Em Cocote (2017), plano após plano, a acumulação de algo que pode vir a ser decisivo em demasia, só podendo a paixão explicá-lo: filmes podem ser revoluções, e se está diante de uma. Não chaves, ideias experimentadas, maquinários ou estampas de um processo revolucionário que seja, mas estruturas sintáticas e fechadas, concentradas e transbordando de um estilo (um modo de ser, raison d’être) cuja existência mesma, sua exibição, seu contato com os olhos, é capaz de fazer rachar o presente do que se sabia, do como havia sido feito previamente, das possibilidades de arriscar que ainda podemos estipular, empurrando mais as bordas… do real? Estamos diante da prova de que não foi suficiente nosso faro investigativo, endiabrado, para atravessar espaços com microscopias, como relances. É um choque. Pode-se sair da sala escura com um gosto inversamente proporcional ao fim do palato, daqueles tão minúsculos e fugidios que a fome para replicá-lo e estar à espreita por novos é quase uma possessão, uma necessidade. Aqueles cento e seis minutos podiam ser uma vida, na verdade contém algumas num estado limítrofe de selvageria: há um mundo, um em que o governo dos sujeitos é lançado às feras e os homens se veem atravessados por rasteiros poderes; diante deste mundo, simples, é preciso reagir.

* * *

§ Instruções da tarefa: Redigite o texto sobre o filme Cocote do início ao fim, sem nenhuma alteração. Os registros constituem material independente do texto.

§ Registros de dados:
* * *

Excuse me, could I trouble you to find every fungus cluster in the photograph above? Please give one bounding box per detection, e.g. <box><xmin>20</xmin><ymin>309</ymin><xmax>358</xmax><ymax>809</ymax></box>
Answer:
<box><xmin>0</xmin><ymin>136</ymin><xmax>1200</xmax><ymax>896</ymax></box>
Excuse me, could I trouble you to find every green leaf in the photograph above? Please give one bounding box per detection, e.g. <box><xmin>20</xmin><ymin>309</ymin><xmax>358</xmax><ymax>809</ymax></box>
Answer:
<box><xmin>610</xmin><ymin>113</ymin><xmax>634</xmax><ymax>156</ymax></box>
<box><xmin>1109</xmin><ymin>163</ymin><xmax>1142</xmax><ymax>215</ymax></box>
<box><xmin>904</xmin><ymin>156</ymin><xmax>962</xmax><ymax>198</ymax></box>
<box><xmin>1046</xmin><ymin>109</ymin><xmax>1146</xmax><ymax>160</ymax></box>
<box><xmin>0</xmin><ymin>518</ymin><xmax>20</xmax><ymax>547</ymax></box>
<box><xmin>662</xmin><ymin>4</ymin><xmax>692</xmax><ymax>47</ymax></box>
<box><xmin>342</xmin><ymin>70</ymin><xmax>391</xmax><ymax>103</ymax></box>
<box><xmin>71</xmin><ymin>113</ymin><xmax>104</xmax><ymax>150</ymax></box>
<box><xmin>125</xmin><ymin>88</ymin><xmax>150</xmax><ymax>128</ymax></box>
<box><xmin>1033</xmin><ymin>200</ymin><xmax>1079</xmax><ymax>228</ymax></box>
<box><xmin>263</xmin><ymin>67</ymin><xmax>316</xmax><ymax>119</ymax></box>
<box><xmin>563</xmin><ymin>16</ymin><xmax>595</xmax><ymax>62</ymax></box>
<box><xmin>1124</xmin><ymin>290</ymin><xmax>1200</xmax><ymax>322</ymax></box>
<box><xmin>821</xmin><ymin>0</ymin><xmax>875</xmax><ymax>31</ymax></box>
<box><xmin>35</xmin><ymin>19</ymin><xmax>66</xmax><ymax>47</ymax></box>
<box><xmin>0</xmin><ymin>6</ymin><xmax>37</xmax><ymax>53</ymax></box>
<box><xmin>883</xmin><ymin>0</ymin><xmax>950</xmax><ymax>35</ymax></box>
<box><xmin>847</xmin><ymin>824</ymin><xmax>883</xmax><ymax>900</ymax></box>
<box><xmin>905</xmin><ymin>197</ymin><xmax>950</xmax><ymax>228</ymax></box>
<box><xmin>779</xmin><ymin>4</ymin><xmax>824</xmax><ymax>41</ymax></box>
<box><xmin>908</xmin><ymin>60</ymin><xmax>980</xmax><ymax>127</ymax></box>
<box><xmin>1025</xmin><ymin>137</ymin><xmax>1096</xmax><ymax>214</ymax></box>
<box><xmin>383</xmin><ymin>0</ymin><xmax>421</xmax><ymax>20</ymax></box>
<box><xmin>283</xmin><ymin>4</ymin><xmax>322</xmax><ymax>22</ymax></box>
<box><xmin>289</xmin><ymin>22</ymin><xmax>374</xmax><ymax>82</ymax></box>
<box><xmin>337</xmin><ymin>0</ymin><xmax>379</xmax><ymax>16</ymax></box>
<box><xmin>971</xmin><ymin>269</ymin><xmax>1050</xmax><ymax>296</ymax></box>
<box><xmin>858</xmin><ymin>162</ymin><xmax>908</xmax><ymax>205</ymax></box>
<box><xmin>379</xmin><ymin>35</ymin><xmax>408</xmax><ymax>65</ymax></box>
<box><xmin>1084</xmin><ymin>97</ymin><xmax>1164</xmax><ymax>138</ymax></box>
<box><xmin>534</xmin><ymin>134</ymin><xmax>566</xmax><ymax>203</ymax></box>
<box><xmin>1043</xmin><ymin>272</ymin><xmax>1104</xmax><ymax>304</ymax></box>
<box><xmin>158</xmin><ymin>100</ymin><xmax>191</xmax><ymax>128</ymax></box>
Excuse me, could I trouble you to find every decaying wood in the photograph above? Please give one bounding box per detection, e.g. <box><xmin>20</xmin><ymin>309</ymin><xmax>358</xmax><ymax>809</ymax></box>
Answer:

* * *

§ Resposta da tarefa:
Em Cocote (2017), plano após plano, a acumulação de algo que pode vir a ser decisivo em demasia, só podendo a paixão explicá-lo: filmes podem ser revoluções, e se está diante de uma. Não chaves, ideias experimentadas, maquinários ou estampas de um processo revolucionário que seja, mas estruturas sintáticas e fechadas, concentradas e transbordando de um estilo (um modo de ser, raison d’être) cuja existência mesma, sua exibição, seu contato com os olhos, é capaz de fazer rachar o presente do que se sabia, do como havia sido feito previamente, das possibilidades de arriscar que ainda podemos estipular, empurrando mais as bordas… do real? Estamos diante da prova de que não foi suficiente nosso faro investigativo, endiabrado, para atravessar espaços com microscopias, como relances. É um choque. Pode-se sair da sala escura com um gosto inversamente proporcional ao fim do palato, daqueles tão minúsculos e fugidios que a fome para replicá-lo e estar à espreita por novos é quase uma possessão, uma necessidade. Aqueles cento e seis minutos podiam ser uma vida, na verdade contém algumas num estado limítrofe de selvageria: há um mundo, um em que o governo dos sujeitos é lançado às feras e os homens se veem atravessados por rasteiros poderes; diante deste mundo, simples, é preciso reagir.